» **GOAL**
Extend the article on why would-be food entrepreneurs fail, picking up right after its final sentence.
-- start of TEXT SEGMENT --
Food

6 reasons you will suck as a Food Entrepreneur

Last Updated: July 21, 2014

Written by Seth Lui

Gordon RamsayHave you ever dreamt about opening a bar or a cafe? How about a restaurant? Statistically, 62% of office workers interviewed have ‘always wanted to open a cafe/bar/restaurant‘, and there’s a high likelihood you reading this might too. Or at least know a friend who has this same dream.

“Ah, if only I had my own little place to bring my friends and family to chill during the weekends.” Sounds familiar?

Although it seems glamorous and ritzy being a F&B owner, there are huge misconceptions and naive notions to actually owning and operating one. I know it’s not a bed of roses because I’ve worked in several bars, restaurants and ran a F&B kiosk company. Here I’m going to share the major oversights and delusions people have towards opening a F&B concept, and for you to seriously ponder these points before embarking on your dream cafe.

1. Underestimating capital required

The major reason many food entrepreneurs fail, is by simply underestimating not only the initial budget required, but also the capital needed to sustain operations. Rental deposits, utilities installation, renovation costs are all common points that new entrepreneurs tend to under-budget during planning. Next, operating capital to buy food inventory, pay workers are also part of the minimum sum your bank must have to be able to turnover operations. Suppliers usually do not give credit unless you have a history of working with them, since there are still many cases of companies not paying their bills.

With any new F&B place, the first 3-6 months is going to be a nightmare for your cash flow. You have to spend quite some time to generate brand awareness, as well as a pool of repeat customers to be able to finally generate profit. Within this time, you will have to burn through your cash reserves, thousands of dollars till it happens. Marketing expenditure will also be highest during the start as you want to bring in business to your unknown brand. The question you have to ask yourself is do you have to holding power, as well as the stomach to see thousands of dollars flow out each month?
-- end of TEXT SEGMENT --
-- start of RAW DATA --
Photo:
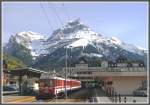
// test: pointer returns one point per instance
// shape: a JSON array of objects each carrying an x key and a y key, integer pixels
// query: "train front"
-- end of RAW DATA --
» **EXPECTED ANSWER**
2. Seems easy enough to do

A key factor why the F&B industry sees thousands of companies shut down as well as thousands more open up each year is because it seems easy enough to do. There are not much barriers to entry other than a relatively high start-up cost, and your friends have been telling you for years to professionally sell the delicious home-made cakes you made for them each Christmas. It’s just baking in a larger quantity right? What else is there?

Cooking commercially is a HUGE difference, mind you. Baking 10 cupcakes a day versus 1000 cupcakes a day is a completely different monster. Cooking equipment is different, even the method has to be tweaked because increasing mass production affects consistent quality of the food. Controlling volume production is something you’ve not experienced before.

Then we go to rent. Commercial landlords are mostly not going to look at your business plan and go “hmm, perhaps you lack a feasible business plan, you should go revise it first.” Ok, I take that back- good landlords, will do that but it’s extremely rare. Why? Because the landlord would gladly take your rental money instead of leaving a shop space unoccupied. Whether your business succeeds or not is irrelevant as long as there’s the next sucker in line to lease to. And seeing most landlords collect a minimum 3 month deposit, any default of eviction cost is easily mitigated with your deposit money.

3. Mistaking passion for skill

Yes, having passion is important because it keeps you on your goal. But passion alone is not enough without actual skill. You might say you have a lot of passion for food, but you’ve never actually cooked a proper meal. You like the restaurant industry but have never worked in one before.

Passion doesn’t create a 4-course set meal for a table, cooking skills do.

You must not only be passionate about the subject, but be willing to attain the skills about the same subject. A chef can be a successful food taster, but a food taster might not be a successful chef.

Passion is sometimes overly exaggerated in people as well, from their language and their behaviour. Superficially, there seems to be a lot of passion. You might see them constantly talking about food, taking photos, reviewing restaurants etc… BUT when the opportunity finally comes down to cooking, working the long hours or driving for excellence in their business, they buckle from the load. True passion is to keep going even when times are bad.

4. Not applying a decent ingredient margin

People who have been cooking at home tend to undercharge their products and not earn a decent enough margin for a sustainable food business. You need on average at least 30-40% cost margin on any item you sell. A dish that cost you $2 has to be sold the lowest at $5 (using 40% gross product margin).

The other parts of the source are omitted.